#### Requirement:
Please reproduce the data below exactly, from the first line to the last.
****************************************
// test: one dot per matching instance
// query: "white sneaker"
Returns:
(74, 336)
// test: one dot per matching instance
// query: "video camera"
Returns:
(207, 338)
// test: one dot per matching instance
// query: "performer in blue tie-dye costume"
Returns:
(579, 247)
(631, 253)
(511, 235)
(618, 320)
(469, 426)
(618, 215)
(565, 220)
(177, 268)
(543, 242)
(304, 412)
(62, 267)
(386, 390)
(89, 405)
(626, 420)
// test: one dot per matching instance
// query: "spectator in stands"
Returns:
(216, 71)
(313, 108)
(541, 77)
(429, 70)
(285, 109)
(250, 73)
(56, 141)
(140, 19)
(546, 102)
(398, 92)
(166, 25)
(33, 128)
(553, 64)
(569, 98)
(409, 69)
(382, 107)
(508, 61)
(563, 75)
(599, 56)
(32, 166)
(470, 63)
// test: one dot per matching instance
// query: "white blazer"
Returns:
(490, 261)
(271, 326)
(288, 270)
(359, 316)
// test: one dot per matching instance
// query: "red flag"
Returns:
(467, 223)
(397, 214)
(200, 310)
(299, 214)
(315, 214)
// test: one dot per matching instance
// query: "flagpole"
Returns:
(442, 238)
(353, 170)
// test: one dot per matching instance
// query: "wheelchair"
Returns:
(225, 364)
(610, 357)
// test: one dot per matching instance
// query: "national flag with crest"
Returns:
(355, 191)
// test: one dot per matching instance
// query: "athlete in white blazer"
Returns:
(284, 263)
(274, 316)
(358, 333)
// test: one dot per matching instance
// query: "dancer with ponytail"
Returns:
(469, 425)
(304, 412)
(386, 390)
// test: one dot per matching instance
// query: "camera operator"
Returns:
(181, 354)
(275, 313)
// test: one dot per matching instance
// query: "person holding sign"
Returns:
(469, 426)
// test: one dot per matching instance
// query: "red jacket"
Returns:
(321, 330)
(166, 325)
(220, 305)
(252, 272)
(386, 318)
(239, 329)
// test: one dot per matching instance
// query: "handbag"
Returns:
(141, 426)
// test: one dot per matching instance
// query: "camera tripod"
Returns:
****************************************
#### Solution for this task:
// test: one dot per matching instance
// query: "white sneaker"
Returns:
(74, 336)
// test: one dot per matching instance
// query: "video camera"
Returns:
(207, 338)
// test: one dot per matching instance
// query: "performer in blue tie-dye costume"
Returns:
(579, 247)
(631, 253)
(511, 235)
(618, 320)
(469, 426)
(618, 215)
(565, 220)
(177, 268)
(543, 242)
(304, 412)
(62, 267)
(386, 390)
(89, 405)
(626, 420)
// test: one dot per matching instance
// query: "spectator in stands"
Returns:
(216, 71)
(313, 108)
(541, 77)
(429, 70)
(285, 109)
(250, 73)
(56, 141)
(140, 19)
(546, 102)
(398, 92)
(166, 25)
(33, 128)
(553, 64)
(569, 98)
(409, 69)
(382, 107)
(508, 61)
(563, 75)
(599, 56)
(32, 166)
(470, 63)
// test: one dot per matching instance
// query: "white blazer"
Returns:
(490, 261)
(271, 326)
(288, 270)
(359, 316)
// test: one dot per matching instance
// query: "red flag"
Returns:
(467, 223)
(397, 214)
(200, 310)
(299, 214)
(315, 214)
// test: one dot per matching instance
// query: "flagpole"
Returns:
(442, 238)
(353, 170)
// test: one dot per matching instance
// query: "wheelchair"
Returns:
(225, 364)
(610, 357)
// test: one dot per matching instance
// query: "national flag with crest"
Returns:
(355, 191)
// test: one dot per matching instance
// query: "athlete in white blazer"
Returns:
(284, 263)
(274, 316)
(358, 333)
// test: one dot per matching instance
// query: "dancer with ponytail"
Returns:
(469, 425)
(304, 412)
(386, 390)
// test: one dot per matching instance
// query: "camera operator"
Returns:
(181, 354)
(275, 313)
// test: one dot per matching instance
// query: "person holding sign"
Returns:
(469, 426)
// test: one dot per matching instance
// query: "red jacket"
Returns:
(321, 330)
(166, 325)
(220, 305)
(252, 272)
(386, 318)
(239, 329)
// test: one dot per matching instance
// query: "handbag"
Returns:
(141, 426)
// test: one dot per matching instance
// query: "camera tripod"
Returns:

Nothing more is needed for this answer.